__Document extract__.
# John Deere 2440 PTO question



## DutchAcres (Jun 11, 2008)

I've got a 1979 John Deere 2440 - 60hp at the PTO. 3,000 hours. Bougtht it for $8,000 w/ front loader, orchard fenders and rear wheel weights.

I bought a snow blower for it, and I'm having some issues with the blower. It doesn't throw very far.

I think maybe the problem is that my PTO has a 6-spline shaft installed, and is running at 540 rpm.

I have an operator's manual, technical manual and parts manual for the tractor.

The Operator's manual says:

"Two PTO stub shafts are provided for dual PTO units. For 540 rpm operation, a 6-spline shaft is used; for 1000 rpm opreration, a 21-spline shaft is used.

To change dual speed power take-off to the other speed, remove cap screws or snap ring fastening the stup shaft to the pilot and remove shaft from tractor. install desired stub shaft and secure with cap screws or snap ring." Pg.38

Here's are my 2 questions: 

1)Why would changing the number of splines on the shaft change the rpm speed? Wouldn't it simply provide a more positive connection between the shaft and the attached implement? 
2) Is there also a PTO selector lever/switch somewhere on the tractor? Seems there HAS to be, but the manual doesn't show one.

I don't have the 21-spline stub shaft, but I found them at the parts dealer ($785) and on ebay ($200).

Any ideas? Thanks for the help!


----------



## haypoint (Oct 4, 2006)

Could the stub shaft have a gear on the end you can't see that meshes with a different gear? I have a couple Belarus that can be switched between 540 and 1000rpm with a simple loostening of a bolt. I have a White 4-150 that has a pto that works like you describe the John Deere.

Is the snow blower set up for 1000rpm. Few are. To blow snow, you have to get the tracttor's engine reved up, while driving slow. 
Is your snow real wet? Is the snow blower two stage?


----------



## DutchAcres (Jun 11, 2008)

The blower is a 2-stage blower, 7 ft wide.

After looking carefully at the pictures in the parts catalog, I thing you're right about the shaft being longer on the 1000 rpm shaft - it must engage a different gear internally.

The snow is medium-heavy, I guess. It's been in the high 20's and we're getting a few extra inches every 3 days right now. The 1st snow was 16 inches of wet, heavy stuff, but I used the back blade to push that out of the way because the blower wasn't working at all. 

There is a chance that maybe I didn't have the engine rpm high enough. I'll put it up between 2100 and 2400, go real slow, and see if that makes a difference. I should expect the chute to chuck it out 20 plus feet at least, right?


----------



## Allen W (Aug 2, 2008)

Your right the shafts engage differently in the transmission. You should have a line on your tach for rated speed this is the rpm you need to be operating at for your PTO powered attachments. 

Look above your PTO shield to the left and see if there is a 1000 shaft there pointing to the left, that is where they are stored on most JD tractors.

__Instruction A__. Show every line of the entries that contains the word "region".
The tractor PTO thread has no connection to the entries that come after it.

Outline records
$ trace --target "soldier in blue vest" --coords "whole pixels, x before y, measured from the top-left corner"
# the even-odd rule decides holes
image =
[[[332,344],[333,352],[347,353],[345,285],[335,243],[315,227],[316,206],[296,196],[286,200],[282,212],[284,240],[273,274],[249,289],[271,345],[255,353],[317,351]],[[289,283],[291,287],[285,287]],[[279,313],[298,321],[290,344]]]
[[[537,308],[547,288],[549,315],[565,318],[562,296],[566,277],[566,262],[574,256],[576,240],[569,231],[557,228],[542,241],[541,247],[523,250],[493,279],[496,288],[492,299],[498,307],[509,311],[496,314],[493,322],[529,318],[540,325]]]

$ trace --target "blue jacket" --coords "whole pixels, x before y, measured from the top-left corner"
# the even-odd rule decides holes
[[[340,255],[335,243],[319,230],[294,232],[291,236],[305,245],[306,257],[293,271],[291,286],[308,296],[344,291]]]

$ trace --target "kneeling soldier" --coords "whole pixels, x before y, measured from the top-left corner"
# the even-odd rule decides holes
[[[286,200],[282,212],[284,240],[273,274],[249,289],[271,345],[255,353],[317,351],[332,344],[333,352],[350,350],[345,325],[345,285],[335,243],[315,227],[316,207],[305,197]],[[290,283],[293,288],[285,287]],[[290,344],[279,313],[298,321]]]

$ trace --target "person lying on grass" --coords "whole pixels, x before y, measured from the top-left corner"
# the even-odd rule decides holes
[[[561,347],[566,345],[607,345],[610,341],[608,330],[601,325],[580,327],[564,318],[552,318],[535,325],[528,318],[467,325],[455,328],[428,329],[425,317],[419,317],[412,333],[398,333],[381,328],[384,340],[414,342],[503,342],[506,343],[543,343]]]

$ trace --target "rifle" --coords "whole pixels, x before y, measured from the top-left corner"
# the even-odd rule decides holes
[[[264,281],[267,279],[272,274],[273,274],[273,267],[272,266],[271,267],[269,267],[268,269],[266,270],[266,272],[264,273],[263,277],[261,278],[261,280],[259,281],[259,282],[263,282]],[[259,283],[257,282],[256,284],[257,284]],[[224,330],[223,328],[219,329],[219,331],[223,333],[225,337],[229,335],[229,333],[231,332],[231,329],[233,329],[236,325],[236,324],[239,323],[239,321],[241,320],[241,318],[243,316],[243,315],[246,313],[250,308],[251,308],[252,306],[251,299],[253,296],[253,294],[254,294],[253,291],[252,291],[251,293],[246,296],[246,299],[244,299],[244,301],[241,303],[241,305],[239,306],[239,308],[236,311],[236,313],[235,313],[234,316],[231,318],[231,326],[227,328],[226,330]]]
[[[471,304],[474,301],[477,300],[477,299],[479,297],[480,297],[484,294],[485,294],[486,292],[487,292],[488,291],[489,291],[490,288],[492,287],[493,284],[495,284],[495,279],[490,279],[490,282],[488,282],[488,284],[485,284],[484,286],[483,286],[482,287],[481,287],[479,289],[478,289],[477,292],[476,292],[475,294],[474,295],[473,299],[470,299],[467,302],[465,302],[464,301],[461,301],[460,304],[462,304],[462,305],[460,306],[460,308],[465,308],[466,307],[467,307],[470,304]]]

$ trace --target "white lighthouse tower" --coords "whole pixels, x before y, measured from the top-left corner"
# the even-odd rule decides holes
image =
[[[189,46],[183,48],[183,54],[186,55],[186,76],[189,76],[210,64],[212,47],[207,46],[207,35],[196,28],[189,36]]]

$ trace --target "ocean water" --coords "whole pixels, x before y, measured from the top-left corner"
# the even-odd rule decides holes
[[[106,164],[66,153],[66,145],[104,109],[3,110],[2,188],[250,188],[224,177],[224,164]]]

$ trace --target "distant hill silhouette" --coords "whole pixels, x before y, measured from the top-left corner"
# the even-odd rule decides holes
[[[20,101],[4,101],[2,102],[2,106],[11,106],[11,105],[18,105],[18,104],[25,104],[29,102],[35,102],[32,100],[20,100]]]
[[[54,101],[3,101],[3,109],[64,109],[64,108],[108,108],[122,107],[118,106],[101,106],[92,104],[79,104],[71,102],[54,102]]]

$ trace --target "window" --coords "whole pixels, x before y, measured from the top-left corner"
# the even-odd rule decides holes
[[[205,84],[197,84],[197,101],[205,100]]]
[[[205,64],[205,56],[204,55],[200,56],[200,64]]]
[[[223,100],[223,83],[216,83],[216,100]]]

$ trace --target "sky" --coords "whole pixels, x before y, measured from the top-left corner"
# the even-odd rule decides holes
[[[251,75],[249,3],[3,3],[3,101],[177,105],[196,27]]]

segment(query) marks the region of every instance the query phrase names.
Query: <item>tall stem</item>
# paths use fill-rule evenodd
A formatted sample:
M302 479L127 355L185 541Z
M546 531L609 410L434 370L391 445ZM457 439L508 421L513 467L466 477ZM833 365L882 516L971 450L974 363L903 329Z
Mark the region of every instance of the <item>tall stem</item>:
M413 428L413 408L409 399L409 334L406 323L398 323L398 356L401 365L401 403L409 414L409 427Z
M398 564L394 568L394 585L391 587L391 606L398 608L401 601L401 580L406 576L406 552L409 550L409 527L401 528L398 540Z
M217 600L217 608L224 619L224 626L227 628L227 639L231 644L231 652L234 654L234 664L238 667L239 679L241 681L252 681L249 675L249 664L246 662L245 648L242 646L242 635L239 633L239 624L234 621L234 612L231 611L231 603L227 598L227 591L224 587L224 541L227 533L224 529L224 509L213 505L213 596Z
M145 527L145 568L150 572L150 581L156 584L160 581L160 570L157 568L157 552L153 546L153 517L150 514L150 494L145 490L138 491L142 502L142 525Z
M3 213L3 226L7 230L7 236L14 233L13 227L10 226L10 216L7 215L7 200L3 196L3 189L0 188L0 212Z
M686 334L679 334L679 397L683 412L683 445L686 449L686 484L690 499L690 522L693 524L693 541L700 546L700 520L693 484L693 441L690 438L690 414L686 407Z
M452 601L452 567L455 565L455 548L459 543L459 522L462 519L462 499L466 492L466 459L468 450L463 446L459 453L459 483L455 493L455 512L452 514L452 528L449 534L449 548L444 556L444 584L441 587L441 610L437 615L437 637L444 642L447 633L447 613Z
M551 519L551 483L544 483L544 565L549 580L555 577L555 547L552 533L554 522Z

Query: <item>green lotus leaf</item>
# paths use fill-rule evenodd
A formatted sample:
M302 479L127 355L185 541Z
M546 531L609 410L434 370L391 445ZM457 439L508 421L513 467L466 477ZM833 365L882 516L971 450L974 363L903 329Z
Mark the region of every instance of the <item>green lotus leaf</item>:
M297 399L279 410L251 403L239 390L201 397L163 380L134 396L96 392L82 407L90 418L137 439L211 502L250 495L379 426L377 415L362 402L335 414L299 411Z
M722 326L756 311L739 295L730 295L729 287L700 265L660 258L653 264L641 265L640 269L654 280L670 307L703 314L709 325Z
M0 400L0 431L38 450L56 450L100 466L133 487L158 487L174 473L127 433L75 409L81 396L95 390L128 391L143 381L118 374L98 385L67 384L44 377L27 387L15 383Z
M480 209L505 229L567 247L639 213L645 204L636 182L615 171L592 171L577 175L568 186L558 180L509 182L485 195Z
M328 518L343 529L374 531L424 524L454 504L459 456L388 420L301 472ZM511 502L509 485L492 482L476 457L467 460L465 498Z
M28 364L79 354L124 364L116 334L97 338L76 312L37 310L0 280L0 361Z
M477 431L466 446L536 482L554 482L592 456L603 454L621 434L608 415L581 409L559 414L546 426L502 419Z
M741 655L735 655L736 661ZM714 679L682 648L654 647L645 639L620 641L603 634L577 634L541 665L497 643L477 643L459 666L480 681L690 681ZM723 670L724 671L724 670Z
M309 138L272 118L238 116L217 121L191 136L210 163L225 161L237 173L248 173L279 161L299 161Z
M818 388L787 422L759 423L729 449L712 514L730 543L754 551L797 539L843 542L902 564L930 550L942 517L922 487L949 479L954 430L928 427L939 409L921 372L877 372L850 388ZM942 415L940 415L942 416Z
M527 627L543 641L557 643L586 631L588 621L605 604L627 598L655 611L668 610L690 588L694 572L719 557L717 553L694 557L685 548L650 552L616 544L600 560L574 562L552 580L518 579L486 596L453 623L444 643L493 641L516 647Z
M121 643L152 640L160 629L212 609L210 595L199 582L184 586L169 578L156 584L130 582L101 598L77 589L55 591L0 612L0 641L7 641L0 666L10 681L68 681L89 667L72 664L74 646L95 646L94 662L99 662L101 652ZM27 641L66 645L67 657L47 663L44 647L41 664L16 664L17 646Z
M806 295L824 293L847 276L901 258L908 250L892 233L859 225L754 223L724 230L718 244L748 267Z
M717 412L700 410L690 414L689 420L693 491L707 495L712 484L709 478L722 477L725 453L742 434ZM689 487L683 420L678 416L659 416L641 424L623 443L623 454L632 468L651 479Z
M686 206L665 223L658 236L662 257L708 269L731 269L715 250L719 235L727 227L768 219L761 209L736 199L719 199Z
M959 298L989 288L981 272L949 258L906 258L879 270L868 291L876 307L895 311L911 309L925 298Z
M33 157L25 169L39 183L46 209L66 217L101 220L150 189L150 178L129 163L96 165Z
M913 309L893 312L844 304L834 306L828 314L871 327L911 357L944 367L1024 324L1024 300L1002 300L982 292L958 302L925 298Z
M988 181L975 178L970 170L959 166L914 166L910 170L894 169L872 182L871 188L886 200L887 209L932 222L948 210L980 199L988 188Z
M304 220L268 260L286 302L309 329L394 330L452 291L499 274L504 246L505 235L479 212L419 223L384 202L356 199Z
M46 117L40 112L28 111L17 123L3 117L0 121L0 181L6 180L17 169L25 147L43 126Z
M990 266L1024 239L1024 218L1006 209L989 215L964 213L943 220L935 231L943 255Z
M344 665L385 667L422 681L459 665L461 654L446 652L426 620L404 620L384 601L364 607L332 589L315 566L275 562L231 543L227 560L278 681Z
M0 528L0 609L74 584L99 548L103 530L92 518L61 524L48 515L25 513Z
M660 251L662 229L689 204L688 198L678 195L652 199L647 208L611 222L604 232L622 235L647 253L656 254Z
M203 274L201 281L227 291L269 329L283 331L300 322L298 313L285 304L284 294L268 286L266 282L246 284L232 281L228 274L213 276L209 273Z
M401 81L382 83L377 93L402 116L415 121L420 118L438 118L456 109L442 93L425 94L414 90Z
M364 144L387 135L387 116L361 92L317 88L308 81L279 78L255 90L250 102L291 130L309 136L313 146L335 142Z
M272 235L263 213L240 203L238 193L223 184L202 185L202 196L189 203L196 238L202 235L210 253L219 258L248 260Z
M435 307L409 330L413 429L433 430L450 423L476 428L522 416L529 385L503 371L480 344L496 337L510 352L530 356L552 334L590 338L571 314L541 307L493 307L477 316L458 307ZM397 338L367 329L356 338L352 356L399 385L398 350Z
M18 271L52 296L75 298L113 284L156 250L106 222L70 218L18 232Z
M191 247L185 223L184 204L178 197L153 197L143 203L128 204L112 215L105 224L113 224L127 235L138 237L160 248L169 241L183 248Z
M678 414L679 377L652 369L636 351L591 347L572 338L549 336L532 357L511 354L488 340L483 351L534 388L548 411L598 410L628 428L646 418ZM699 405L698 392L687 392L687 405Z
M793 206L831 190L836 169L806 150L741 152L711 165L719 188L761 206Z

__Instruction B__. Duplicate the part of the tractor PTO thread above that runs from "The blower is" up to and including "different gear internally.".

__Task output A__.
segment(query) marks the region of every instance the query phrase names.
Mark the region of every instance of the <item>tall stem</item>:
Mark the region of every instance of the <item>green lotus leaf</item>:

__Task output B__.
The blower is a 2-stage blower, 7 ft wide.

After looking carefully at the pictures in the parts catalog, I thing you're right about the shaft being longer on the 1000 rpm shaft - it must engage a different gear internally.